▸ GIVEN RECORDS:
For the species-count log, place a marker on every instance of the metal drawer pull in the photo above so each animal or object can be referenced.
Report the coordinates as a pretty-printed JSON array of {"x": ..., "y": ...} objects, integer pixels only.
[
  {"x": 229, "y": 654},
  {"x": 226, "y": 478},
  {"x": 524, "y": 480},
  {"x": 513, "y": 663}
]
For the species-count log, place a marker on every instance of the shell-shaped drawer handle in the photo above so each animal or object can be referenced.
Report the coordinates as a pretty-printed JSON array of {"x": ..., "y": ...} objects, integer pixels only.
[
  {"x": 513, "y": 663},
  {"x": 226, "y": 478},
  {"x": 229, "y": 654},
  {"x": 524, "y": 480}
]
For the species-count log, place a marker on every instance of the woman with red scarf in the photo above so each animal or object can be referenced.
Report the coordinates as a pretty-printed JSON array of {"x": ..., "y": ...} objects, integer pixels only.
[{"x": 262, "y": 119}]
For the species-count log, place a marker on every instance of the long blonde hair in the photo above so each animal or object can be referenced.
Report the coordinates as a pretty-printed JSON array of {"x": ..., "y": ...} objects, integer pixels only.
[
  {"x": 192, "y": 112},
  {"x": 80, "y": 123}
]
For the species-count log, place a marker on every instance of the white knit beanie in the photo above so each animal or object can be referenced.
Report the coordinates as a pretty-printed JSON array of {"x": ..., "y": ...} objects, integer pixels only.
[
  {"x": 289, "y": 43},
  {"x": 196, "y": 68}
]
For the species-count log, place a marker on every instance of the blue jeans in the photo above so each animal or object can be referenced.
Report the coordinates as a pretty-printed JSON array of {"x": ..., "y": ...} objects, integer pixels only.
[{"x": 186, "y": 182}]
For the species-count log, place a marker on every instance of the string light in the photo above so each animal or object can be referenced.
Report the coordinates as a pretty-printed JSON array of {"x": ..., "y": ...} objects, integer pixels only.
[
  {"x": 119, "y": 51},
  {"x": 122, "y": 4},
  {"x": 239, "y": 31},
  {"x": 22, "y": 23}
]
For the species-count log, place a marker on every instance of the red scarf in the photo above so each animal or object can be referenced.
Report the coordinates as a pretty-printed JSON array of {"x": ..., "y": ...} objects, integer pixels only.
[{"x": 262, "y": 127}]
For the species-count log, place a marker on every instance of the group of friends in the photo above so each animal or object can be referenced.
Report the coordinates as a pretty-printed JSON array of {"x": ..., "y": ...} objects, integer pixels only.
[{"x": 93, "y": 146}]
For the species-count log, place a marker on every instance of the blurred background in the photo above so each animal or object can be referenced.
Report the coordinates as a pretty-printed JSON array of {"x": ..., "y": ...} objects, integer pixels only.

▸ AIM:
Reproduce only those lines of the entries above that run from the line with "of the blue" to the final line.

▸ SOLUTION:
For the species-count log, place a marker on every instance of the blue jeans in the photo above so each animal or object can be referenced.
Report the coordinates as a pretty-printed JSON array of {"x": ..., "y": ...} objects, integer pixels only.
[{"x": 186, "y": 182}]
For the species-count log, place a marker on every instance of the string light in the photo above so each animal or object can be referenced.
Report the coordinates as a pretty-printed JSON array of {"x": ..., "y": ...} objects, integer pixels only.
[
  {"x": 119, "y": 51},
  {"x": 122, "y": 4},
  {"x": 239, "y": 31},
  {"x": 22, "y": 23}
]
For the species-count log, place a marker on every instance of the red scarf in the photo above so each animal or object can be referenced.
Report the coordinates as a pretty-printed JSON array of {"x": ..., "y": ...} objects, integer pixels only.
[{"x": 262, "y": 127}]
For the species-count log, place a marker on every instance of the group of friends in the photo above so each animal or object can be referenced.
Report the coordinates as a pretty-printed JSON array of {"x": ..., "y": ...} objects, integer pixels only.
[{"x": 93, "y": 146}]
For the species-count log, place a marker on every instance of the blurred background in the photo above so each animal or object can be referenced.
Report the coordinates as a pretty-printed JSON array of {"x": ..., "y": ...} objects, integer pixels only.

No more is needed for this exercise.